:: GOAL ::
Substitute "Target" for every "Query" in the records below, and write all of them out again with nothing else changed.

☆ ☆ ☆

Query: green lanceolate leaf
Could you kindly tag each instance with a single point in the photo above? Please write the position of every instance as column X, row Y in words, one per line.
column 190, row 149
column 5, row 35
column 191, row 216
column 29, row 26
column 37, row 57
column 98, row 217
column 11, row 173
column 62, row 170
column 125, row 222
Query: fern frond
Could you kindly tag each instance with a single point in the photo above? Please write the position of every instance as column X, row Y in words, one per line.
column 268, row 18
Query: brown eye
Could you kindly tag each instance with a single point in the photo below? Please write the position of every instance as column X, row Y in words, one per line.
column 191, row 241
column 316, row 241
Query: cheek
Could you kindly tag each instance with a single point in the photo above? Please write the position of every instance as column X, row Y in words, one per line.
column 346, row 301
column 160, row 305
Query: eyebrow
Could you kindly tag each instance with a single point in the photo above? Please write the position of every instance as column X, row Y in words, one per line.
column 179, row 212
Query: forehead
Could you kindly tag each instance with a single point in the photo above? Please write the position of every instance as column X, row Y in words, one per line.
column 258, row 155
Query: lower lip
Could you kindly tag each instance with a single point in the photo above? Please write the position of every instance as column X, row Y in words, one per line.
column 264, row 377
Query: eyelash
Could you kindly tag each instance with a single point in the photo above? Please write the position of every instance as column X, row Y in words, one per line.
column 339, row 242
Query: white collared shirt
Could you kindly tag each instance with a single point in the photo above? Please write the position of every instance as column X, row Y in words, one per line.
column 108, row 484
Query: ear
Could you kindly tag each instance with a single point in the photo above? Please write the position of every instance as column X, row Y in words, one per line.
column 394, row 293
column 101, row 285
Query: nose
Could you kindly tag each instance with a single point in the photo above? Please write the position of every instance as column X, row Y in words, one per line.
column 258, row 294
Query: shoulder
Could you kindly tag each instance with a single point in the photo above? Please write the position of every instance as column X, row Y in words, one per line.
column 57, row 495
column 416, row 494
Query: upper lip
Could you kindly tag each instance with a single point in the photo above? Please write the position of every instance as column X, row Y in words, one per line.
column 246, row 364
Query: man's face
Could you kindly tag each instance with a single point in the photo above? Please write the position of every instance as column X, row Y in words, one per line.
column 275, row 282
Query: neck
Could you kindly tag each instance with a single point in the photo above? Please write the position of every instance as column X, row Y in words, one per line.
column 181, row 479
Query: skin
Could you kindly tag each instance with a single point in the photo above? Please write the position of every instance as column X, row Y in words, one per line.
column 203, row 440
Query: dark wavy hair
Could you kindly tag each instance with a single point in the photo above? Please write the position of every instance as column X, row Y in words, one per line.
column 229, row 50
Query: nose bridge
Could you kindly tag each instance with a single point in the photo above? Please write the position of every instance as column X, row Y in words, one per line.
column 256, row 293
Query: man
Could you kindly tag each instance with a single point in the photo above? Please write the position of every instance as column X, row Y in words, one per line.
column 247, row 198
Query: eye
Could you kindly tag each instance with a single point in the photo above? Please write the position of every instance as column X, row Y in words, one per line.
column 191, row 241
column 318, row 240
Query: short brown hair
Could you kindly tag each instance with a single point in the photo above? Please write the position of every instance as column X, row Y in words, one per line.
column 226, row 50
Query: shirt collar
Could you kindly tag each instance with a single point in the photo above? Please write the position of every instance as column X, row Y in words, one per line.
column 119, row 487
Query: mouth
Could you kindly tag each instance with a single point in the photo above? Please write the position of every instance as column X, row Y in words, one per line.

☆ ☆ ☆

:: FULL SOLUTION ::
Target: green lanceolate leaf
Could you kindly tag each instance with a single point in the photo above? Please write the position of every instance as column X, row Y in words, one per line.
column 190, row 149
column 5, row 35
column 191, row 216
column 29, row 26
column 37, row 57
column 98, row 217
column 11, row 173
column 62, row 170
column 125, row 222
Target: fern frond
Could you kindly tag each instance with a single point in the photo above? Please write the position of every instance as column X, row Y in words, one per line.
column 268, row 18
Target: brown eye
Could you kindly tag each instance with a single point in the photo below? Please write the position of every instance as column X, row Y in words, one per line.
column 191, row 241
column 316, row 241
Target: cheek
Could you kindly tag each instance with a single point in the photo above? Please write the position of every instance as column X, row Y in words, one per line.
column 346, row 301
column 160, row 305
Target: eyebrow
Could you kindly tag each instance with a single point in the photo above? Please write the position of every instance as column X, row Y in words, one per line.
column 179, row 212
Target: forehead
Could you kindly tag each instance with a single point in the photo above? Please write the position of every instance as column X, row Y in words, one per line.
column 258, row 155
Target: lower lip
Could you kindly tag each instance with a single point in the photo above? Please write the position of every instance as column X, row Y in words, one per line.
column 264, row 377
Target: eyelash
Could you kindly tag each instance with a single point in the photo above? Please write the position of every instance as column X, row Y in words, one per line.
column 339, row 242
Target: white collared shirt
Could you kindly tag each instance with a single point in the photo above? Please write the position of every instance as column X, row Y in words, one per line.
column 108, row 484
Target: ear
Could you kindly tag each instance with a single point in the photo above? Please write the position of every instance as column X, row Y in words, one per line.
column 394, row 293
column 101, row 285
Target: nose
Could you kindly tag each instance with a single point in the photo above? Please write the position of every instance as column X, row Y in words, one per line.
column 258, row 294
Target: shoulder
Could you kindly tag each instance with a single point in the photo above? Please write the position of every instance as column X, row Y in words, one per line.
column 57, row 495
column 416, row 494
Target: upper lip
Could you kindly tag each instance with a single point in the photo above? Please write the position of every instance as column X, row Y in words, one per line.
column 246, row 364
Target: man's face
Could you kindly tag each instance with a single point in the photo above? Please write the position of every instance as column X, row Y in words, one per line.
column 275, row 282
Target: neck
Could you kindly tag each instance with a single point in the photo above? Please write the position of every instance as column X, row Y in words, one per line.
column 181, row 479
Target: skin
Could you kindly tag each instance with a single point in the photo above? Please write the position of every instance as column X, row Y in words, one per line.
column 203, row 440
Target: dark wavy hair
Could you kindly tag each instance with a single point in the photo above? Please write the position of every instance as column X, row Y in words, one per line.
column 229, row 50
Target: nose bridge
Could you kindly tag each instance with a single point in the photo above? Please write the position of every instance as column X, row Y in words, one per line.
column 256, row 293
Target: man
Could you kindly tag each instance with a single point in the photo above? Please write the position of every instance as column X, row Y in words, one per line.
column 247, row 198
Target: eye
Could you kindly tag each instance with a single point in the photo above? Please write the position of every instance as column X, row Y in words, one per line.
column 191, row 241
column 318, row 240
Target: short brown hair
Could you kindly tag each instance with a single point in the photo above? Please write the position of every instance as column X, row Y in words, one per line.
column 226, row 50
Target: shirt collar
Could you kindly tag each instance with a single point in the photo above? Please write the position of every instance as column X, row Y in words, one per line.
column 119, row 487
Target: mouth
Could you kindly tag each instance with a single point in the photo above? Please write the position of every instance as column X, row Y in words, one per line.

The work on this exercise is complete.